EXTRACT TO READ =>
───
Friday, October 21, 2005

A spooky October

Now, I’m throwning in a disclaimer before I start. What I’m about to write is not bragging, it’s sulking. I’d love to be able to say that there are all these girls who just can’t keep their hands off of me… but if that were true, I wouldn’t have anything to write about. The fact of the matter is that the only attention I receive is unwanted attention, therefore I don’t even classify these attention givers as “girls” because a “girl” is what I want. No, these attention givers can only be classified as “females”.

“Now he likes ‘em little, he likes ‘em big.
Part in the middle or a wig.
Black or white or even red,
The Headless Horseman needs a head.”

And in further support of my argument that I’m not bragging, I don’t think I’m all that impressive. Don’t get me wrong, I think I’m awesome, but in my experience awesomnicity isn’t exactly the sort of things that girls go for. But females on the other hand, they seem to be attracted to anything with a pulse. And rightly so, I mean, if a girl is so uninteresting that her only defining characteristic is her gender, then chances are that she’s got very low expectations for what impresses her romantically. Therefore, it can be assumed that all “females” need to feel attracted is to have encountered a “male”. They don’t really care what kind of male. Just as long as it’s a person with a ‘y’ chromosome, a “female” is prepared for commitment.
───
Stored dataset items
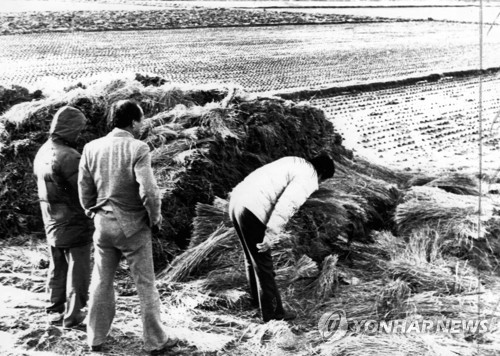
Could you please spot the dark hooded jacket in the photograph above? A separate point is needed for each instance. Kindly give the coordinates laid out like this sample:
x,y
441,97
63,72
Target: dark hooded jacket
x,y
56,170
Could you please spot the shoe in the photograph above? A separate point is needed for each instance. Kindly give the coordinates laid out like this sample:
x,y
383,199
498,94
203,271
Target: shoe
x,y
96,348
286,315
55,319
80,326
166,347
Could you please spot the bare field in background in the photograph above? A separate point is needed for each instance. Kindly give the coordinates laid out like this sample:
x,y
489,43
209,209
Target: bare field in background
x,y
430,124
259,59
439,13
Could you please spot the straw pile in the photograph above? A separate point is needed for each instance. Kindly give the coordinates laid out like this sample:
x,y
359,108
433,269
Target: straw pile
x,y
328,278
453,216
456,183
16,95
24,128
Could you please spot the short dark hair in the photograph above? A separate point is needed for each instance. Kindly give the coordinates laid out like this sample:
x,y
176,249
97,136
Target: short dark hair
x,y
123,112
324,166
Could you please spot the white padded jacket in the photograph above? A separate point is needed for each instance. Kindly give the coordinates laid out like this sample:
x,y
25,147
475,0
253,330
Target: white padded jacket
x,y
274,192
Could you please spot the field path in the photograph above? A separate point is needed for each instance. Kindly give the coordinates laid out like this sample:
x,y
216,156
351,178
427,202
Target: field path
x,y
259,59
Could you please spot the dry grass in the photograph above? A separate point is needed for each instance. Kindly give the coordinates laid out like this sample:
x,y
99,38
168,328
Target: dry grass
x,y
453,216
208,218
328,278
194,259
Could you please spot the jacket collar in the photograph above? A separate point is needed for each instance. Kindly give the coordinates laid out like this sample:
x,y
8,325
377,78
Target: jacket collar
x,y
116,132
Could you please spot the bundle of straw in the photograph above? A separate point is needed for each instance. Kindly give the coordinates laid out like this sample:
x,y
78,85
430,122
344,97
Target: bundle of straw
x,y
391,302
328,278
194,259
430,277
453,216
305,268
457,183
208,218
389,344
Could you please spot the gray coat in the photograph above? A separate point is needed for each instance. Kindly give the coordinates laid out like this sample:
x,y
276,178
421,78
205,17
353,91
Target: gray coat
x,y
115,170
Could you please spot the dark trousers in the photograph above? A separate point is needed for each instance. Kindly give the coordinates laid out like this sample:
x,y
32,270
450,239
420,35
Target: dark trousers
x,y
258,265
68,282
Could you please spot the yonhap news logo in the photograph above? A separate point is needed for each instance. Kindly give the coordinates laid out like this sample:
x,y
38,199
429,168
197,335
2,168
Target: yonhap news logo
x,y
333,326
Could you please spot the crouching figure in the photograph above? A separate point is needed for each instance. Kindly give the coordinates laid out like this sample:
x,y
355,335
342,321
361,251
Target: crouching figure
x,y
259,208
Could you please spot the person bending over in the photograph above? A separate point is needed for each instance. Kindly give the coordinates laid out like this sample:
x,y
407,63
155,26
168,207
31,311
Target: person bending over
x,y
259,208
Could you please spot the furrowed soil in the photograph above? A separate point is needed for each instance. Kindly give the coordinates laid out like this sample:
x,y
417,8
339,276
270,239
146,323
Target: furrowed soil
x,y
259,59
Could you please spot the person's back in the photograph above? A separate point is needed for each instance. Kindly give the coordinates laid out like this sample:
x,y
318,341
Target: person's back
x,y
259,207
117,187
288,180
118,168
68,230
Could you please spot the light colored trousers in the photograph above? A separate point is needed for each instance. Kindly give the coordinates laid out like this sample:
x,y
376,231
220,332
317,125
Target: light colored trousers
x,y
68,282
110,244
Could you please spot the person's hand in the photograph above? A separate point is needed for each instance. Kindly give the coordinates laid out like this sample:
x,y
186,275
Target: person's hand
x,y
264,246
270,239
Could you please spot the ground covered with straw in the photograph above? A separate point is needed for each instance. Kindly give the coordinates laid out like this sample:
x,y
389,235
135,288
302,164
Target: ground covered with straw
x,y
378,244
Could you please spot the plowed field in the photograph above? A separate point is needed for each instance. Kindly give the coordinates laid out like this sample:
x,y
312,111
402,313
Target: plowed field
x,y
259,59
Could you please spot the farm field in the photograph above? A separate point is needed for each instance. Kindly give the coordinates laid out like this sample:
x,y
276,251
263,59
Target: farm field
x,y
439,13
259,59
434,125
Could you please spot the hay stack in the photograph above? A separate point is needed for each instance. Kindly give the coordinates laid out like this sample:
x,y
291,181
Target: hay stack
x,y
24,128
201,258
16,95
208,218
328,279
456,183
453,216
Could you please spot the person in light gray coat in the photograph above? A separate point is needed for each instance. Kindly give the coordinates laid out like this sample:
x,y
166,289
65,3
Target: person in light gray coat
x,y
117,188
68,229
259,207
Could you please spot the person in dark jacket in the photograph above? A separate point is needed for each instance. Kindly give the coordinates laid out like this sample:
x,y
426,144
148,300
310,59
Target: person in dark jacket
x,y
69,231
259,207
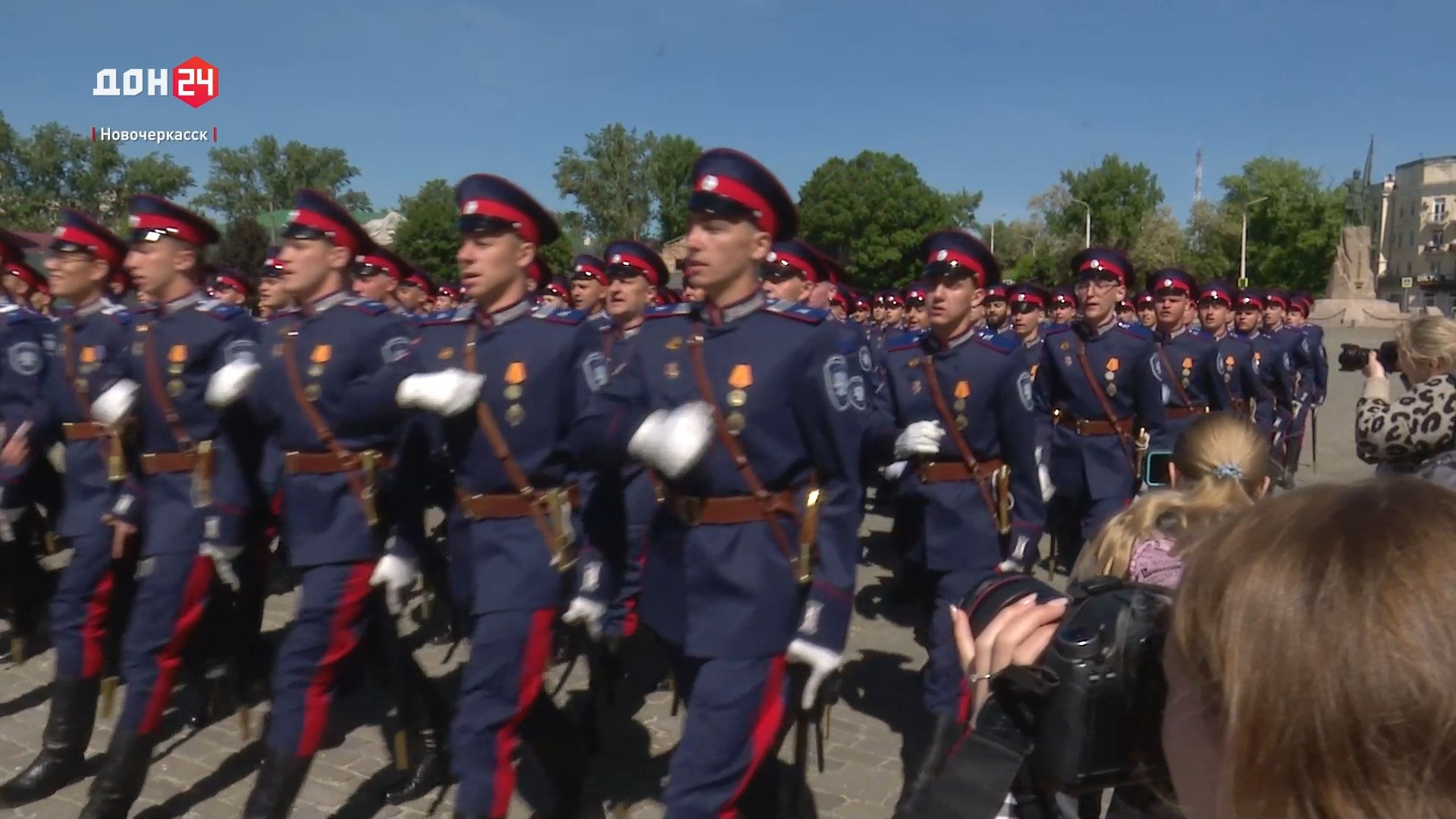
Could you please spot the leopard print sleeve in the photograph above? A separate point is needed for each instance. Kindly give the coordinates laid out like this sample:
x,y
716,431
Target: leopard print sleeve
x,y
1417,426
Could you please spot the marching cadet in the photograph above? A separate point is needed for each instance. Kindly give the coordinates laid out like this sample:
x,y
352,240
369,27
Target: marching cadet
x,y
1100,387
271,297
190,496
996,308
514,487
734,586
93,344
959,406
588,286
1065,305
1188,362
1247,394
327,394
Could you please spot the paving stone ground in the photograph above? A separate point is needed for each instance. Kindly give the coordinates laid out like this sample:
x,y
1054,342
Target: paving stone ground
x,y
209,774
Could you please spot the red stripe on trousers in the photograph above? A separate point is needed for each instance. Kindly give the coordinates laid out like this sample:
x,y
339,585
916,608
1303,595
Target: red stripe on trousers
x,y
93,629
533,665
343,640
764,732
194,602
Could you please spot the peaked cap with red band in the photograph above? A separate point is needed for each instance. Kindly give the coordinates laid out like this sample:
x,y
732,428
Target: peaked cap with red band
x,y
491,203
316,216
1174,280
587,265
794,256
634,259
1218,292
1103,261
155,218
1030,293
730,183
956,253
80,232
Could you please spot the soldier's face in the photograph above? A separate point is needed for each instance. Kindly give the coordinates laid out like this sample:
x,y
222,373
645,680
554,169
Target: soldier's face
x,y
720,251
490,261
156,265
628,297
74,275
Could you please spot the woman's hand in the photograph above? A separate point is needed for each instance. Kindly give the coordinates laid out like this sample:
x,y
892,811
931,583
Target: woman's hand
x,y
1373,369
1018,635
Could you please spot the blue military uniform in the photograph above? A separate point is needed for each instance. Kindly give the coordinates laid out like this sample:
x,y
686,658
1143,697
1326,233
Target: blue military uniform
x,y
1101,388
1188,363
726,585
514,518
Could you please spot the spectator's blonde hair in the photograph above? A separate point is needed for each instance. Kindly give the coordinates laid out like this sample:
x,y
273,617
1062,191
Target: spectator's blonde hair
x,y
1316,629
1429,341
1223,464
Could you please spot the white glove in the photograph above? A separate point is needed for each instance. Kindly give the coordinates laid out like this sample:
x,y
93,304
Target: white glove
x,y
921,438
231,382
821,664
673,442
585,613
112,407
447,392
395,575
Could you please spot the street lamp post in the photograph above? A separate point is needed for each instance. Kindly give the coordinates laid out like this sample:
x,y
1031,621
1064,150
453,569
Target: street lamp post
x,y
1090,222
1244,245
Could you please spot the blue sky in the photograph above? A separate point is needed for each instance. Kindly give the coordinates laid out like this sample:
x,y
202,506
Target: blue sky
x,y
993,98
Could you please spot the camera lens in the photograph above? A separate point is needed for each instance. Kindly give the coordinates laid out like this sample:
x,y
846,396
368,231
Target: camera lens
x,y
999,592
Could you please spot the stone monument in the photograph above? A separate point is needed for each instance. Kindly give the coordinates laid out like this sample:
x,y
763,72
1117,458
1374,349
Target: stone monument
x,y
1351,299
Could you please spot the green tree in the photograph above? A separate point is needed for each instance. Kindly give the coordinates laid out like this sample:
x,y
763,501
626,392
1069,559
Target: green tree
x,y
55,168
264,175
609,180
873,212
1119,194
428,235
243,245
1294,232
670,180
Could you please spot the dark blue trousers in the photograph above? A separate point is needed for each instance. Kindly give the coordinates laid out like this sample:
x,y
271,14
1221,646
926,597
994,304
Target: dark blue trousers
x,y
332,617
172,595
737,714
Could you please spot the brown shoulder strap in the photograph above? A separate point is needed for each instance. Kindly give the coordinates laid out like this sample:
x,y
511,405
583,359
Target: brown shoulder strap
x,y
705,388
946,420
159,392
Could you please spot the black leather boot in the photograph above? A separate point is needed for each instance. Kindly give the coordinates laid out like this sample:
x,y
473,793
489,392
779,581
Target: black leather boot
x,y
944,735
277,786
63,744
118,784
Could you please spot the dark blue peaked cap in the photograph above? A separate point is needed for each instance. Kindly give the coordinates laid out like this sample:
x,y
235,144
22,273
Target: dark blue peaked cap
x,y
316,216
153,218
491,203
731,183
635,259
956,253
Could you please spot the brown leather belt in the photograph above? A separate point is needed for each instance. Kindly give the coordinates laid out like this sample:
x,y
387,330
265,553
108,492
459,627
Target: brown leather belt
x,y
85,430
514,504
168,463
328,463
728,510
1180,413
944,471
1084,428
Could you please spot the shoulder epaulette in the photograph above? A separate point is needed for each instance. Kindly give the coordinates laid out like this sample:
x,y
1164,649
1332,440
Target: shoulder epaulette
x,y
795,311
669,311
560,315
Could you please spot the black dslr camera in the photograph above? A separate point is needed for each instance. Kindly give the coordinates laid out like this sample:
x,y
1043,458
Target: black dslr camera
x,y
1094,703
1353,357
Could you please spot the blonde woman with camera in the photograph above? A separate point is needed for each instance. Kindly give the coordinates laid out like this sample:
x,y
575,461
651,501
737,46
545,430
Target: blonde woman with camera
x,y
1421,423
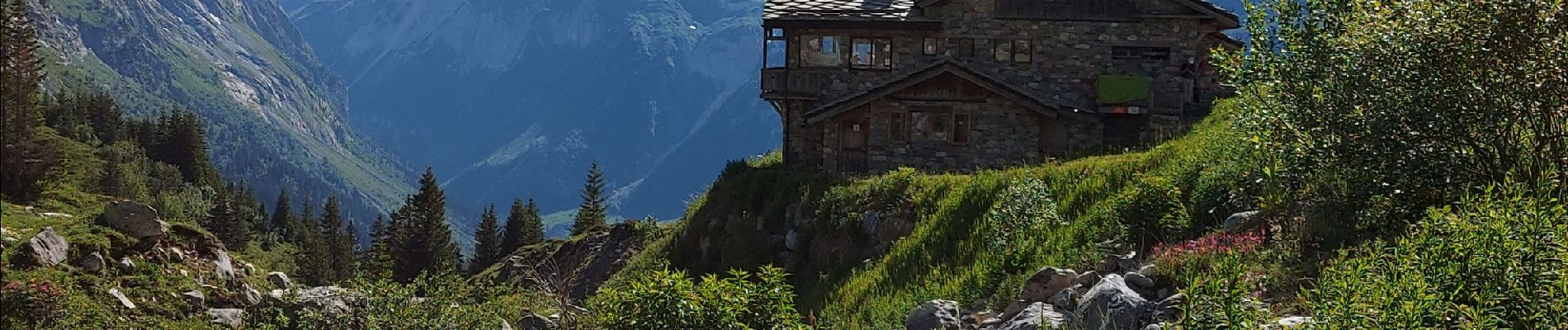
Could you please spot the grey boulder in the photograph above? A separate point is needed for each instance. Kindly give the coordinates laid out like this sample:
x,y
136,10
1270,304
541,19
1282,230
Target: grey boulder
x,y
121,298
1242,221
93,262
281,280
1112,305
1048,282
195,299
228,316
47,248
935,314
533,321
139,221
1035,316
221,265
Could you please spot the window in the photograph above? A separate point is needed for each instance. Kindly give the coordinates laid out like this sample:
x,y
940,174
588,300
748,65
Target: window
x,y
932,45
1003,50
960,129
871,54
897,129
820,50
941,127
1066,10
1142,54
1012,50
1023,50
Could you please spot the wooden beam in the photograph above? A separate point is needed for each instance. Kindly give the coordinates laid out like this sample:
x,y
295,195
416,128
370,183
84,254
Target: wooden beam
x,y
852,24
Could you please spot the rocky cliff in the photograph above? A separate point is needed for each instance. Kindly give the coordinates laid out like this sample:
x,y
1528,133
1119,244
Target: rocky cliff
x,y
275,113
513,99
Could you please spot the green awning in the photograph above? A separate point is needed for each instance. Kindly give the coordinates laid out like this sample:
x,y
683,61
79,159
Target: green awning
x,y
1122,90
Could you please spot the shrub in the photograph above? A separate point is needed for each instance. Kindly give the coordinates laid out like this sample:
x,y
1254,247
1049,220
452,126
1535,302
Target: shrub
x,y
1219,274
1372,111
33,304
1151,210
1493,263
672,300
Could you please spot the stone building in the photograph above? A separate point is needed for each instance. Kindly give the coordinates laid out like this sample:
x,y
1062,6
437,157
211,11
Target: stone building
x,y
963,85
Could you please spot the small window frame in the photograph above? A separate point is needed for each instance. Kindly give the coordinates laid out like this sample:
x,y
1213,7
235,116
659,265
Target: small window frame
x,y
961,125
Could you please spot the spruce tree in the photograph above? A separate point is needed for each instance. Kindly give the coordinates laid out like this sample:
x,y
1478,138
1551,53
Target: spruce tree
x,y
378,255
524,227
24,158
313,255
281,214
228,221
182,143
486,241
338,241
592,213
423,241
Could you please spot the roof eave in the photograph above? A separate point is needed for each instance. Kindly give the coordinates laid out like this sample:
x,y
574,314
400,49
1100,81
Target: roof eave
x,y
852,24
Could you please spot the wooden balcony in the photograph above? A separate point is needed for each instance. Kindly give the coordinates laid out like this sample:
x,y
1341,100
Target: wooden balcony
x,y
792,83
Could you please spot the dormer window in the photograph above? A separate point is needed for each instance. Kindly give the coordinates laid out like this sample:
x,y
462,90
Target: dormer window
x,y
820,52
1066,10
871,54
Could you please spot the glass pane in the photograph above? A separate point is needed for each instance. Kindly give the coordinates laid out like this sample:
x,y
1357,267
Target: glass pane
x,y
862,55
820,52
1004,50
1021,52
883,54
777,54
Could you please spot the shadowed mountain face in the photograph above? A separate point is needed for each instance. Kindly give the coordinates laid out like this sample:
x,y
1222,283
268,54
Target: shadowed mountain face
x,y
273,111
515,97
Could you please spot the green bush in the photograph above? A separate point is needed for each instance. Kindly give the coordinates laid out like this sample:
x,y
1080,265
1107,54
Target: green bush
x,y
1371,111
665,299
428,302
1496,262
1151,210
33,304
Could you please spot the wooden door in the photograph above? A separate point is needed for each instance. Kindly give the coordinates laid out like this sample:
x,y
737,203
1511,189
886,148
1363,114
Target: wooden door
x,y
852,144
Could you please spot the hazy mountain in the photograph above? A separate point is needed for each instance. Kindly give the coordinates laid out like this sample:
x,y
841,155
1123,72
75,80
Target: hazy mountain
x,y
275,113
515,97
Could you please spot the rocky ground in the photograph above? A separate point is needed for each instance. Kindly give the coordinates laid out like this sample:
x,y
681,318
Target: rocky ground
x,y
1120,295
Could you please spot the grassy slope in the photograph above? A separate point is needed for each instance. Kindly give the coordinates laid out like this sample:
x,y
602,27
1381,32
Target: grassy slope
x,y
977,237
1043,216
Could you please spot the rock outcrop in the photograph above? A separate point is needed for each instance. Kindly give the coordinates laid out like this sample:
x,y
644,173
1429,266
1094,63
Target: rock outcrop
x,y
47,248
935,314
228,316
281,280
92,263
1112,305
583,262
139,221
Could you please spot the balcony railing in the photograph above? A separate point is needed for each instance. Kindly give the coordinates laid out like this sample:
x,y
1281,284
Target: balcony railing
x,y
780,82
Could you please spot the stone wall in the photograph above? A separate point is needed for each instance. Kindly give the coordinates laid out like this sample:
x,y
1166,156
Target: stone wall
x,y
1065,59
1001,134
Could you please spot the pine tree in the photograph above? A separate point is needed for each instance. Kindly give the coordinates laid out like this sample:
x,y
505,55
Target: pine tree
x,y
281,214
486,241
378,255
524,227
182,143
423,241
228,221
24,158
313,255
338,241
592,213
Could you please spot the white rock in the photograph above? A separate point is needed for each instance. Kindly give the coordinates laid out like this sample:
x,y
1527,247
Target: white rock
x,y
121,298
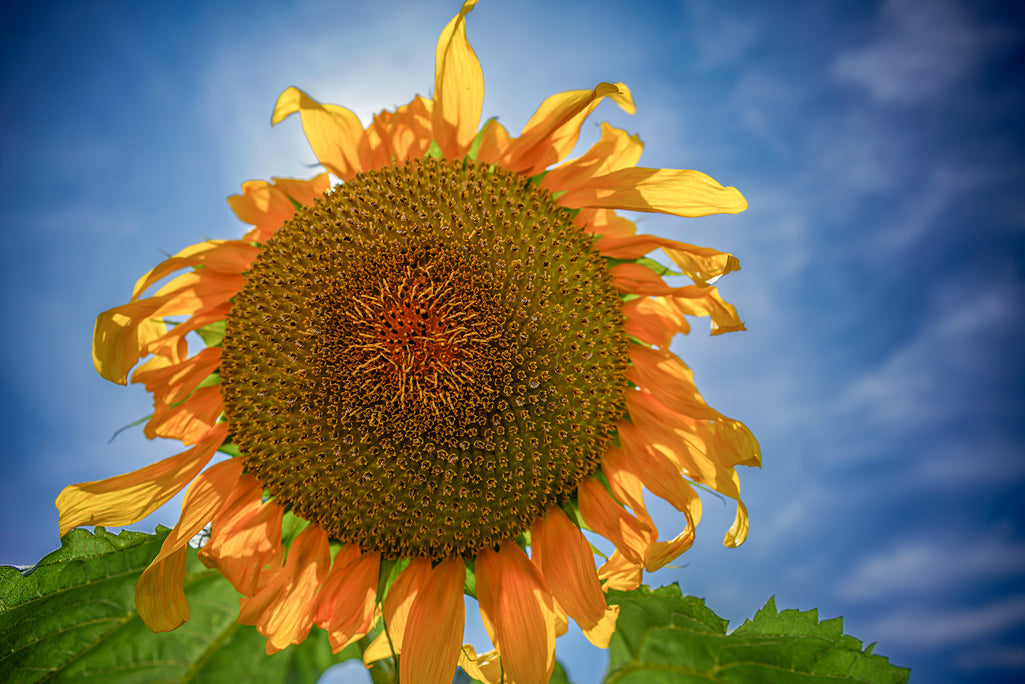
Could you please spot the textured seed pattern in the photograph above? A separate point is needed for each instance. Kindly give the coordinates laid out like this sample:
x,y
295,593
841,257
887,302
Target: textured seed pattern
x,y
425,360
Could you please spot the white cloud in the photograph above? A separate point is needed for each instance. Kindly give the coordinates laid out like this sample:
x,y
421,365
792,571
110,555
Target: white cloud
x,y
925,566
920,48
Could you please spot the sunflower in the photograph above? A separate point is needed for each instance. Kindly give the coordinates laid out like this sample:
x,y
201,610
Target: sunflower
x,y
455,352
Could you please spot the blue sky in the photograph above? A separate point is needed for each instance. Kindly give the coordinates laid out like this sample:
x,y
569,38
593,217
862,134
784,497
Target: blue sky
x,y
878,144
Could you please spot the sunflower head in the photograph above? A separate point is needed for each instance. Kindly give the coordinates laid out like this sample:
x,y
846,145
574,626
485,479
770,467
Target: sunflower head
x,y
453,352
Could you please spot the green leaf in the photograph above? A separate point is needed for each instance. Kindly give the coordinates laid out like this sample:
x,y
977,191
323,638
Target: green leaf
x,y
73,618
213,333
663,637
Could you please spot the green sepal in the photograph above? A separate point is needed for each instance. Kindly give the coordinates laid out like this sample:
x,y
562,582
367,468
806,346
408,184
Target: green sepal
x,y
475,147
73,618
434,151
212,333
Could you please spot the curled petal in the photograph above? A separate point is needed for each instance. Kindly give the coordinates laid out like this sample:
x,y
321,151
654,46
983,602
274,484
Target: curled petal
x,y
619,573
458,88
614,151
190,419
398,603
567,562
668,380
552,131
518,611
683,193
267,205
245,536
127,498
283,608
333,131
173,383
431,645
604,515
159,595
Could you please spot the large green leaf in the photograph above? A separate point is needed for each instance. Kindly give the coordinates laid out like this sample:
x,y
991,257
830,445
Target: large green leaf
x,y
662,637
73,618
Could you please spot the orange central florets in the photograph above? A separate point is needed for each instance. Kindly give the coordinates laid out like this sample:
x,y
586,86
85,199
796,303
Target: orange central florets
x,y
425,360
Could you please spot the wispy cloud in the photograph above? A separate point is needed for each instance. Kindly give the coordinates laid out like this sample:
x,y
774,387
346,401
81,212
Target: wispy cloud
x,y
935,627
918,567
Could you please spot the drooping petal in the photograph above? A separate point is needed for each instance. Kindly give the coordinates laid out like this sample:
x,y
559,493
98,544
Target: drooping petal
x,y
123,333
668,380
683,193
267,206
173,383
245,536
221,255
614,151
398,603
619,573
608,518
346,600
159,595
518,611
283,608
190,419
567,562
552,130
458,88
127,498
333,131
431,644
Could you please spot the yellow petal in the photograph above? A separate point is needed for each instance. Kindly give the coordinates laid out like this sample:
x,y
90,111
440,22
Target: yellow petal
x,y
608,518
398,602
346,600
518,612
552,131
568,565
619,573
431,644
159,594
283,609
458,88
333,131
127,498
664,190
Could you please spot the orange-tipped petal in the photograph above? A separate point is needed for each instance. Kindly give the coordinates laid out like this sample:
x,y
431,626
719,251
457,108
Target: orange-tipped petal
x,y
267,205
190,419
173,383
614,151
431,644
283,608
552,131
398,603
619,573
518,611
127,498
608,518
123,333
668,379
458,88
567,562
333,131
346,600
221,255
683,193
159,595
245,536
───
TASKS TO COMPLETE =>
A. In the October blog post, write out the passage starting at "A spooky October" and ending at "middle or a wig.", replacing "attention givers" with "admirers".
B. Answer these questions about the October blog post.
(i) On what date was the post published?
(ii) What kind of attention does the writer say is the only kind received?
(iii) According to the rhyme, what does the Headless Horseman need?
C. Extend the October blog post about unwanted attention, picking up after its final sentence.

SOLVED TASKS =>
A.
A spooky October

Now, I’m throwning in a disclaimer before I start. What I’m about to write is not bragging, it’s sulking. I’d love to be able to say that there are all these girls who just can’t keep their hands off of me… but if that were true, I wouldn’t have anything to write about. The fact of the matter is that the only attention I receive is unwanted attention, therefore I don’t even classify these admirers as “girls” because a “girl” is what I want. No, these admirers can only be classified as “females”.

“Now he likes ‘em little, he likes ‘em big.
Part in the middle or a wig.

B.
(i) Friday, October 21, 2005
(ii) Unwanted attention
(iii) A head

C.
“Ah, Ichy. You sly old dog, you.
What is this strange power you have over women?”

Okay, now here’s the part where you’ll really think I’m bragging, but I’m not: in the past three weeks I’ve had more than a few girls give me both unwanted attention AND the creeps. From church, from work, a sister of one of my football players… and it’s not just them trying to be friendly, but some of these girls are so bold as to ask me out.

“T-Rex doesn’t want to be fed, he wants to hunt.”

What ever happened to the traditional days of the social roles where guys do the asking? If I was interested in going out with any of these girls, I’d ask her out! Do these girls understand what they’re doing? Not only are they ruining my life (because I have to either start avoiding them, lying to them, or—even ruder—telling them the honest truth that I find them both unattractive and boring).

And they’re also ruining their own lives. A guy’s interest in a girl will never fully develop unless he’s allowed to man up to the daunting task of asking her out. It’s like a baby chick: if you help it break out of its shell, you think you’re helping, but you’re really weakening it. Now, I’m not saying that girls should just sit on their tuffets and wait for guys to notice them. No, girls are free to break the ice when they want, make conversation, develop a friendship, but the asking out part is the guy’s job.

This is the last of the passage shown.